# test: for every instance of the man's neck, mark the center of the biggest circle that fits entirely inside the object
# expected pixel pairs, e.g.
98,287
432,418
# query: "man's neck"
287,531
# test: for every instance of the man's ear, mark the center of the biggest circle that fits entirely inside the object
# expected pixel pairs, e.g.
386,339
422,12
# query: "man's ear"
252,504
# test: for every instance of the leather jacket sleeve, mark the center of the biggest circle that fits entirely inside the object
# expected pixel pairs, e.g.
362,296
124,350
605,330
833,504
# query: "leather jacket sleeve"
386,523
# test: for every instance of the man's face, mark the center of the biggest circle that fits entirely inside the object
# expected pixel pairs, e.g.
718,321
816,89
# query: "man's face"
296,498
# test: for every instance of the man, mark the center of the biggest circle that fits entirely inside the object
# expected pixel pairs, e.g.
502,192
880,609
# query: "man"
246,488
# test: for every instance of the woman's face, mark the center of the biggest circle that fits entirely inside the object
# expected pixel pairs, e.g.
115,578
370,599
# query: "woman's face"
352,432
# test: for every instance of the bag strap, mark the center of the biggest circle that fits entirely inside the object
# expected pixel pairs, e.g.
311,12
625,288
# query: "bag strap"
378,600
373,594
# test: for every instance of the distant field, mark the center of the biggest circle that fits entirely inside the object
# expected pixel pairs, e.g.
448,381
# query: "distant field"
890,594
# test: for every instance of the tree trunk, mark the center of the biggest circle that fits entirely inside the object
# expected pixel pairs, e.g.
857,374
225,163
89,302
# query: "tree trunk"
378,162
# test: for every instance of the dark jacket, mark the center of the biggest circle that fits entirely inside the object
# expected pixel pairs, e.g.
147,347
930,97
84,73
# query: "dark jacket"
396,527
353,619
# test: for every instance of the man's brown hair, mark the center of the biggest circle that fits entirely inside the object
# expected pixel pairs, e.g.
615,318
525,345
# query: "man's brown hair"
————
[About this task] Which lines of the data contain the string "brown"? Copy each one.

[Response to the task]
# test: for every instance of the man's brown hair, mark the center of the biggest circle that fits entirely inside the object
# query: "man's brown hair"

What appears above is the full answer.